- _Problem to solve_
Retype the records in full, keeping each character as it is.

Records excerpted from a collection
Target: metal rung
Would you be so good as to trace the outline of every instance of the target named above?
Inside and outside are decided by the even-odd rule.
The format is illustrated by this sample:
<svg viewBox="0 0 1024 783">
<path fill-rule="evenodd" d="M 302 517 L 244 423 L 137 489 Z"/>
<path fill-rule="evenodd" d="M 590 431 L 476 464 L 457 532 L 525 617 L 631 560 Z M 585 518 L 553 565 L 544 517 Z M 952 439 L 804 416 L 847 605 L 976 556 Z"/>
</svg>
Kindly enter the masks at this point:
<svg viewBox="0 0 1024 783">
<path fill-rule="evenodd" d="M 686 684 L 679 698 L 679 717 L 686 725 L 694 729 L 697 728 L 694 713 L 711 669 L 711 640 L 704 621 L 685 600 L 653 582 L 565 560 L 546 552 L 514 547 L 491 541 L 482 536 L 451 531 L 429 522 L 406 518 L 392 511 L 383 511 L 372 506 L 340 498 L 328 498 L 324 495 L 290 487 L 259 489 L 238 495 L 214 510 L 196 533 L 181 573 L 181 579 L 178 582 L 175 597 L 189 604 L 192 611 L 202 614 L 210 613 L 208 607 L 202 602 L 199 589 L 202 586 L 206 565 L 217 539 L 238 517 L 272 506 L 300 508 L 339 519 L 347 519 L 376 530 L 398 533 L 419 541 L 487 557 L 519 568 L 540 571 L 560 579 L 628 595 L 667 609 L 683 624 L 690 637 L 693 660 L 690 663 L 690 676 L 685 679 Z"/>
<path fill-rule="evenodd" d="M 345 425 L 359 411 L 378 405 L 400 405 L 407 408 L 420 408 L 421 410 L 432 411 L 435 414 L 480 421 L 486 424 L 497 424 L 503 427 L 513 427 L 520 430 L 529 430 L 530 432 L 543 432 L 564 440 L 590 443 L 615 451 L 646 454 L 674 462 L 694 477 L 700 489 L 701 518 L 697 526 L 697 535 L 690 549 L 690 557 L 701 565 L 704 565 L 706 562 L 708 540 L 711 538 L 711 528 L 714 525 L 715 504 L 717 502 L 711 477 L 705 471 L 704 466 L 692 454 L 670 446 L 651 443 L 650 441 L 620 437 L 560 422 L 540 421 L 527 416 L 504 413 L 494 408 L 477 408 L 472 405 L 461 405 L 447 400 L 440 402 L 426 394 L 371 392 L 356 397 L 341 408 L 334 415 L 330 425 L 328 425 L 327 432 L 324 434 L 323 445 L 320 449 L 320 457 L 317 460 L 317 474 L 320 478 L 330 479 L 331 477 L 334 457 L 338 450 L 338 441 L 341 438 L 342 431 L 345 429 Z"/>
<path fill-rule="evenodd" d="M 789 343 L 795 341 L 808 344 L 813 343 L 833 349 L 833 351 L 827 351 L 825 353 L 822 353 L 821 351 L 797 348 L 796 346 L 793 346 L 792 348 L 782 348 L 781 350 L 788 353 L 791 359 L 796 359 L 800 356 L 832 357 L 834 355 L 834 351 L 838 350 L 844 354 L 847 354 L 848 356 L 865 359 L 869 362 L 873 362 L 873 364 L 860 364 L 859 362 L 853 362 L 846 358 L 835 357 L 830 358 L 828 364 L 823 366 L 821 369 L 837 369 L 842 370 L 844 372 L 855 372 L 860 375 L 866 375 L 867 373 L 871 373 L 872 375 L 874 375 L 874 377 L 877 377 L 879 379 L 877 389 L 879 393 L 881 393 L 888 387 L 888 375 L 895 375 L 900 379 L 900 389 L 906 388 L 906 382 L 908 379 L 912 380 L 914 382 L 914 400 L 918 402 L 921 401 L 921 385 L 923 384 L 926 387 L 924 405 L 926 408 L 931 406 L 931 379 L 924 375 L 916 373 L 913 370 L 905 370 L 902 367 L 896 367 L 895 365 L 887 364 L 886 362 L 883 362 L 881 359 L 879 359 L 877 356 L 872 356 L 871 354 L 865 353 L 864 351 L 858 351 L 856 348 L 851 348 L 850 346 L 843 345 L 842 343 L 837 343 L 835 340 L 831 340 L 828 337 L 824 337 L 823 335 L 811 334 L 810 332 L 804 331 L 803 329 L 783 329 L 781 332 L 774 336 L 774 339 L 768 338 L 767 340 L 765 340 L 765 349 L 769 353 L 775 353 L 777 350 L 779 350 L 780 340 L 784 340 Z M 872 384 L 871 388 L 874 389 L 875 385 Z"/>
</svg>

- _Result of the exercise_
Target: metal rung
Would you be so good as to trace the outline of every instance of the target named above?
Inside and outside are decided by the even-odd rule.
The format is illustrated by this sample:
<svg viewBox="0 0 1024 783">
<path fill-rule="evenodd" d="M 302 517 L 244 423 L 137 489 Z"/>
<path fill-rule="evenodd" d="M 590 431 L 476 464 L 457 532 L 525 617 L 631 560 Z M 585 518 L 553 565 L 544 517 Z M 952 439 L 804 416 L 847 605 L 976 556 Z"/>
</svg>
Kindly enter the masks at this point:
<svg viewBox="0 0 1024 783">
<path fill-rule="evenodd" d="M 686 684 L 679 698 L 679 717 L 686 725 L 694 729 L 697 728 L 694 713 L 711 669 L 711 640 L 704 621 L 685 600 L 653 582 L 565 560 L 546 552 L 514 547 L 491 541 L 482 536 L 451 531 L 429 522 L 406 518 L 392 511 L 383 511 L 372 506 L 340 498 L 328 498 L 324 495 L 290 487 L 259 489 L 238 495 L 214 510 L 196 533 L 181 573 L 181 579 L 178 582 L 175 597 L 189 604 L 192 611 L 202 614 L 210 613 L 208 607 L 202 602 L 199 589 L 202 586 L 206 565 L 217 539 L 238 517 L 272 506 L 300 508 L 339 519 L 347 519 L 376 530 L 398 533 L 419 541 L 487 557 L 519 568 L 540 571 L 560 579 L 628 595 L 667 609 L 683 624 L 690 637 L 693 660 L 690 663 L 690 676 L 685 679 Z"/>
<path fill-rule="evenodd" d="M 345 425 L 359 411 L 378 405 L 400 405 L 407 408 L 420 408 L 421 410 L 432 411 L 435 414 L 480 421 L 486 424 L 497 424 L 503 427 L 513 427 L 520 430 L 529 430 L 530 432 L 543 432 L 564 440 L 590 443 L 615 451 L 646 454 L 674 462 L 694 477 L 700 489 L 701 518 L 697 526 L 697 535 L 690 549 L 690 557 L 701 565 L 704 565 L 706 562 L 708 540 L 711 538 L 711 528 L 714 525 L 715 504 L 717 502 L 711 477 L 705 471 L 704 466 L 692 454 L 670 446 L 651 443 L 650 441 L 620 437 L 560 422 L 540 421 L 527 416 L 504 413 L 494 408 L 477 408 L 472 405 L 461 405 L 447 400 L 440 402 L 426 394 L 371 392 L 356 397 L 341 408 L 334 415 L 330 425 L 328 425 L 327 432 L 324 434 L 323 445 L 320 449 L 320 457 L 317 460 L 317 474 L 320 478 L 330 479 L 331 477 L 334 457 L 338 450 L 338 441 L 341 438 L 342 431 L 345 429 Z"/>
<path fill-rule="evenodd" d="M 789 343 L 795 341 L 808 344 L 813 343 L 833 349 L 833 351 L 827 351 L 825 353 L 822 353 L 821 351 L 797 348 L 796 346 L 793 346 L 792 348 L 782 348 L 781 350 L 788 353 L 791 359 L 796 359 L 800 356 L 832 357 L 834 355 L 834 351 L 838 350 L 844 354 L 847 354 L 848 356 L 865 359 L 869 362 L 873 362 L 873 364 L 860 364 L 859 362 L 853 362 L 846 358 L 835 357 L 830 358 L 828 364 L 823 366 L 821 369 L 837 369 L 842 370 L 844 372 L 855 372 L 860 375 L 866 375 L 867 373 L 871 373 L 872 375 L 874 375 L 874 377 L 877 377 L 879 379 L 877 389 L 879 393 L 881 393 L 888 387 L 888 375 L 895 375 L 900 379 L 900 389 L 906 388 L 906 382 L 908 379 L 912 380 L 914 382 L 914 400 L 918 402 L 921 401 L 921 385 L 923 384 L 926 387 L 924 405 L 926 408 L 931 406 L 931 379 L 924 375 L 916 373 L 913 370 L 905 370 L 902 367 L 896 367 L 895 365 L 887 364 L 886 362 L 883 362 L 881 359 L 879 359 L 877 356 L 872 356 L 871 354 L 865 353 L 864 351 L 858 351 L 856 348 L 851 348 L 850 346 L 843 345 L 842 343 L 837 343 L 835 340 L 831 340 L 828 337 L 824 337 L 823 335 L 811 334 L 810 332 L 804 331 L 803 329 L 783 329 L 781 332 L 774 336 L 774 339 L 768 338 L 767 340 L 765 340 L 765 349 L 769 353 L 775 353 L 777 350 L 779 350 L 780 340 L 784 340 Z M 872 384 L 871 388 L 874 389 L 875 385 Z"/>
</svg>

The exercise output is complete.